### BRIEF
State how many lines in the records below contain the word "stone". Give only the number.

::: DATASET ENTRIES :::

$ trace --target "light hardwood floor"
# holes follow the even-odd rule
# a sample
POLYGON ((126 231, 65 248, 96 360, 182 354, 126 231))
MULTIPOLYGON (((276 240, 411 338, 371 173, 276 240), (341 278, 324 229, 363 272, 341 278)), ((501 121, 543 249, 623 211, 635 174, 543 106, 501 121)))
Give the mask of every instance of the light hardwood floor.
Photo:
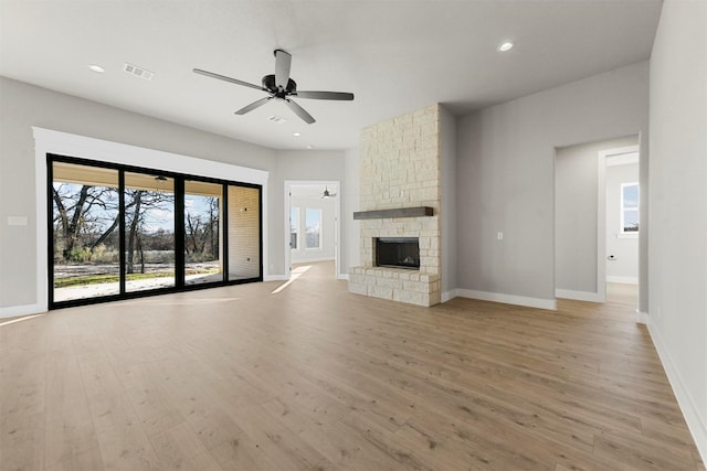
POLYGON ((634 309, 331 274, 0 327, 0 469, 704 469, 634 309))

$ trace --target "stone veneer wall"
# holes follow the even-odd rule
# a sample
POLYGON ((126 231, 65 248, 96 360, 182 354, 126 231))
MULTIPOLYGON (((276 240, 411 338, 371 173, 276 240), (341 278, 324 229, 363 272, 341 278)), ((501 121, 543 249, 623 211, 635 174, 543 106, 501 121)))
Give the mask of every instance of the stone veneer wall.
POLYGON ((360 211, 430 206, 433 216, 362 220, 361 267, 349 291, 419 306, 440 302, 440 105, 361 131, 360 211), (420 271, 373 267, 373 237, 419 237, 420 271))

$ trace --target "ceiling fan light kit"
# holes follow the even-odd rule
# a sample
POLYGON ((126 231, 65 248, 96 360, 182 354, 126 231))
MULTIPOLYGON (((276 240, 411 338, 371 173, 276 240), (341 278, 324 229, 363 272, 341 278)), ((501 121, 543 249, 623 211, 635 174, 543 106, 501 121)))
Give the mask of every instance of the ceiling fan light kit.
POLYGON ((255 88, 270 95, 267 97, 253 101, 247 106, 244 106, 243 108, 235 111, 236 115, 245 115, 246 113, 250 113, 255 108, 260 108, 267 101, 275 99, 276 101, 284 101, 285 105, 287 105, 287 107, 303 121, 312 125, 316 120, 302 106, 294 101, 292 97, 306 99, 329 99, 338 101, 350 101, 354 99, 354 94, 347 92, 298 92, 297 83, 289 76, 292 55, 281 49, 275 50, 274 54, 275 74, 265 75, 262 79, 261 86, 239 81, 238 78, 228 77, 225 75, 214 74, 213 72, 203 71, 201 68, 194 68, 193 72, 196 74, 217 78, 219 81, 229 82, 249 88, 255 88))

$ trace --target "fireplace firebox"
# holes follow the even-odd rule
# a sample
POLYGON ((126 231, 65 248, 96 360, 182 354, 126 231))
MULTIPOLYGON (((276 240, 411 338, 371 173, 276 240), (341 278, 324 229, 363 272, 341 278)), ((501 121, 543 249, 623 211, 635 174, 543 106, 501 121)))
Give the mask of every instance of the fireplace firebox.
POLYGON ((418 237, 374 237, 376 266, 420 269, 418 237))

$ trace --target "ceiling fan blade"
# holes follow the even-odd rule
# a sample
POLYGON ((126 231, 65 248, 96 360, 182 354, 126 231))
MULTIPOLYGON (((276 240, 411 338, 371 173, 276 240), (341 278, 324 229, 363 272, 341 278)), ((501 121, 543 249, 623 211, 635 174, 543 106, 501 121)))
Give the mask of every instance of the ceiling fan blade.
POLYGON ((245 115, 246 113, 252 111, 255 108, 260 108, 261 106, 265 105, 271 99, 273 99, 272 96, 267 96, 265 98, 261 98, 257 101, 253 101, 252 104, 250 104, 247 106, 244 106, 243 108, 239 109, 238 111, 235 111, 235 114, 236 115, 245 115))
POLYGON ((247 82, 239 81, 238 78, 226 77, 225 75, 214 74, 213 72, 202 71, 201 68, 194 68, 194 74, 204 75, 211 78, 218 78, 219 81, 230 82, 235 85, 243 85, 244 87, 255 88, 256 90, 267 92, 260 85, 249 84, 247 82))
POLYGON ((285 89, 289 82, 289 66, 292 65, 292 55, 278 49, 275 51, 275 85, 285 89))
POLYGON ((336 99, 340 101, 350 101, 354 99, 354 94, 346 92, 297 92, 296 95, 297 98, 307 99, 336 99))
POLYGON ((302 106, 297 105, 292 99, 285 98, 285 103, 287 103, 287 106, 289 107, 289 109, 292 109, 295 113, 295 115, 299 116, 302 120, 305 121, 307 125, 312 125, 313 122, 316 121, 316 119, 314 119, 312 115, 305 111, 305 109, 302 106))

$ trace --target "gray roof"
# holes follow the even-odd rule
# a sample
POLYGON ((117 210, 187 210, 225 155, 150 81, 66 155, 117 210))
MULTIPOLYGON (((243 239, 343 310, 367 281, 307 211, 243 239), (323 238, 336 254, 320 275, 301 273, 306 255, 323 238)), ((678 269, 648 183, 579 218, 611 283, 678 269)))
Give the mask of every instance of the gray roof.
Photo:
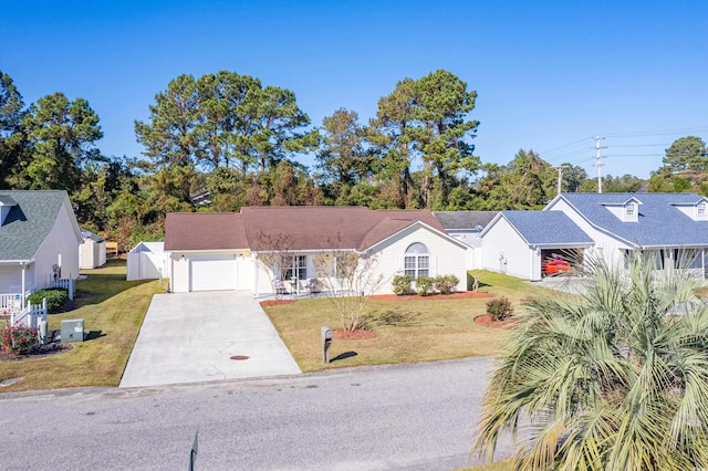
POLYGON ((445 230, 475 230, 485 228, 499 211, 433 211, 445 230))
POLYGON ((51 232, 66 191, 0 190, 17 202, 0 226, 0 260, 31 260, 51 232))
POLYGON ((593 240, 561 211, 501 211, 529 245, 589 245, 593 240))
POLYGON ((708 221, 695 221, 676 205, 696 205, 696 193, 563 193, 593 226, 639 247, 708 245, 708 221), (623 222, 603 205, 641 201, 638 222, 623 222))

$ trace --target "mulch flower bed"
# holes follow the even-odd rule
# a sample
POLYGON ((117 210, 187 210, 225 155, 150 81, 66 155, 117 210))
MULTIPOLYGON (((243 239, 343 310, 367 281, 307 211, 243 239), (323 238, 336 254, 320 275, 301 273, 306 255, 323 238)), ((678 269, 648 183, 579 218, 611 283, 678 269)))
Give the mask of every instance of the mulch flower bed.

:::

### OUTPUT
2